▸ **Passage given**
--- start ---

Soft Machines

To put it succinctly, having a thread take resources from multiple cores - when the performance can be extracted - sounds like the long-desired solution to the problem making multi-core designs more useful in lightly-threaded scenarios. Having multiple threads use resources on a single core on the same clock cycle is an even bigger leap in the same direction. Now obviously Soft Machines didn’t come up with this overnight.

Soft Machines came out of stealth mode at the 2014 Linley Conference. Their main goal was to increase performance-per-watt using better IPC designs, which is often one of the better ways if you can keep a design fed with data. One big challenge to this is that IPC has been somewhat flat these past few years - we're seeing small sub-10% yearly increases from the big players using standard designs. Soft Machines were already six years old at the time, with $150M+ raised from investors that include Samsung Ventures, GlobalFoundries, AMD, Mubadala and others (with another $25M since). If those names all seem interlinked, it’s because they all have historic business or investment dealings with each other (AMD/GloFo, Samsung/GloFo, AMD/Mubadala etc.). The team at Soft Machines is 250+ strong, with ex Intel, ex Qualcomm, ex AMD engineers on staff from processor design to platform architects. Half the staff is currently located in California.

At the 2014 conference, aside from explaining what they were doing, Soft Machines also exhibited working silicon of their design. The first generation proof of concept was fabbed at 28nm at TSMC and running at 500 MHz.

It seems odd to say that it was done at TSMC, especially with Samsung and Global Foundries as investors. We were told that this was due to timing and positioning with IP more than anything else, and the same is true for the next generation at 16nm FF+, rather than 14nm.

VISC and Roadmaps

The first generation chip wasn’t perfect – there were some design flaws in silicon that required specific workarounds relating to cache flushing and various methods, but at the time it was compared to a single thread Cortex A15 running at a similar frequency in a Samsung processor. The results with SPEC2000, SPEC2006, Denbench and Kraken gave a corresponding IPC relative to A15 of 1.5x to 7x, or as Soft Machines likes to put it: 3-4x "on average." It was estimated that access to a second physical core improves performance by an average of 50-60%, or an average IPC of 1.3 per core compared to 0.71 for Cortex A15, which explains the 3-4x average.

--- end ---

▸ **Data lines**
--- start ---

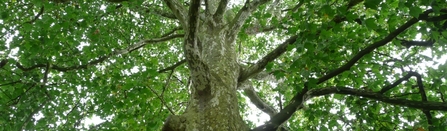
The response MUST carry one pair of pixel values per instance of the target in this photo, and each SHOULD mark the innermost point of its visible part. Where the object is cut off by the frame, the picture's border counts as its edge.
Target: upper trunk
(214, 71)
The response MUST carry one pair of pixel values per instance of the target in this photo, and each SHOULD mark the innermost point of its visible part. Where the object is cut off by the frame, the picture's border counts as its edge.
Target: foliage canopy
(355, 64)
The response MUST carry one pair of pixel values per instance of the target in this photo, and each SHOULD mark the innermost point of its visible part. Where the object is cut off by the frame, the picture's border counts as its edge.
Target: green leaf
(372, 4)
(415, 11)
(371, 23)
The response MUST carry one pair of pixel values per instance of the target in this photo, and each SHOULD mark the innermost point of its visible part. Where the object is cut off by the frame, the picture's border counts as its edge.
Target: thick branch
(103, 58)
(260, 65)
(298, 99)
(286, 113)
(172, 67)
(422, 105)
(372, 47)
(405, 78)
(278, 51)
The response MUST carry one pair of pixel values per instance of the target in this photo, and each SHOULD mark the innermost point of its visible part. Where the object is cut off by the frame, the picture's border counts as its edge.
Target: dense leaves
(364, 65)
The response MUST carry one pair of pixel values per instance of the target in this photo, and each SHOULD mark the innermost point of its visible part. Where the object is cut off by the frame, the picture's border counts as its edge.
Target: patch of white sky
(254, 114)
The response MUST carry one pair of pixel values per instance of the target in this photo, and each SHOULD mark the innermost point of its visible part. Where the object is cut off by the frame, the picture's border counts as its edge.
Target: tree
(190, 65)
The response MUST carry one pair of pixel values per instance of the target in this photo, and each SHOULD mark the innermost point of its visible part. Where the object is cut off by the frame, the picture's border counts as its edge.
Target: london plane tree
(197, 65)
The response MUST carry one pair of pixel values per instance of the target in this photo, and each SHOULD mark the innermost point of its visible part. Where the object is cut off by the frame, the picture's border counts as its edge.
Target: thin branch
(162, 101)
(422, 105)
(173, 66)
(167, 82)
(278, 51)
(159, 12)
(257, 101)
(171, 32)
(300, 97)
(129, 49)
(220, 10)
(243, 14)
(399, 81)
(424, 98)
(284, 114)
(37, 16)
(260, 65)
(409, 44)
(372, 47)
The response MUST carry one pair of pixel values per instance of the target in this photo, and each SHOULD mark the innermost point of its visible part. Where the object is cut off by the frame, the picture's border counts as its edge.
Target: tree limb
(129, 49)
(286, 113)
(178, 10)
(298, 99)
(405, 78)
(220, 10)
(374, 46)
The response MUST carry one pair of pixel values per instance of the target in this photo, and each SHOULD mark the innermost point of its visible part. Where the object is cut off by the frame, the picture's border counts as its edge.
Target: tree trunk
(213, 104)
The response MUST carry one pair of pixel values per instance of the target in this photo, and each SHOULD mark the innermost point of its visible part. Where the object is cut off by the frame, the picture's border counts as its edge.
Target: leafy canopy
(369, 65)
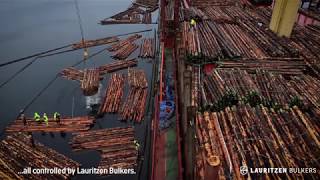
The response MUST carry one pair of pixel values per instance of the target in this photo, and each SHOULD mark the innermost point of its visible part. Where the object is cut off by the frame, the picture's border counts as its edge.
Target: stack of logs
(66, 124)
(270, 86)
(116, 146)
(120, 44)
(231, 33)
(257, 137)
(125, 51)
(113, 94)
(90, 81)
(96, 42)
(17, 153)
(90, 78)
(147, 49)
(307, 40)
(289, 66)
(134, 106)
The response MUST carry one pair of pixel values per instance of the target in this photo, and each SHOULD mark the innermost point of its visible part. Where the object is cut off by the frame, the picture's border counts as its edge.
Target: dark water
(30, 26)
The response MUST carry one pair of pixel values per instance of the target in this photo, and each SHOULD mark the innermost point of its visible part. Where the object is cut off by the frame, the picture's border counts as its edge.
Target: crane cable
(85, 53)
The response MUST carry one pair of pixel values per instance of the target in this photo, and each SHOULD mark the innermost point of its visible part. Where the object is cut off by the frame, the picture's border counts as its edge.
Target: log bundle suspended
(120, 44)
(134, 106)
(113, 94)
(137, 78)
(116, 146)
(66, 124)
(147, 48)
(125, 51)
(136, 14)
(97, 42)
(288, 66)
(257, 137)
(90, 81)
(116, 66)
(17, 153)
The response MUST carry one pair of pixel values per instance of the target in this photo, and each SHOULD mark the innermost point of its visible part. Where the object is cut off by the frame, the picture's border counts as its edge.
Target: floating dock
(67, 124)
(116, 146)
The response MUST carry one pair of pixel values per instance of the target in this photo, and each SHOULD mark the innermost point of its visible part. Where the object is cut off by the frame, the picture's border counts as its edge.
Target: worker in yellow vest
(45, 118)
(136, 144)
(56, 117)
(36, 117)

--- end ---

Return the part of the Soft Machines article starting with "At the 2014 conference, aside" and going on through "at 500 MHz.", word for word. The material comes from a different source than the Soft Machines article.

At the 2014 conference, aside from explaining what they were doing, Soft Machines also exhibited working silicon of their design. The first generation proof of concept was fabbed at 28nm at TSMC and running at 500 MHz.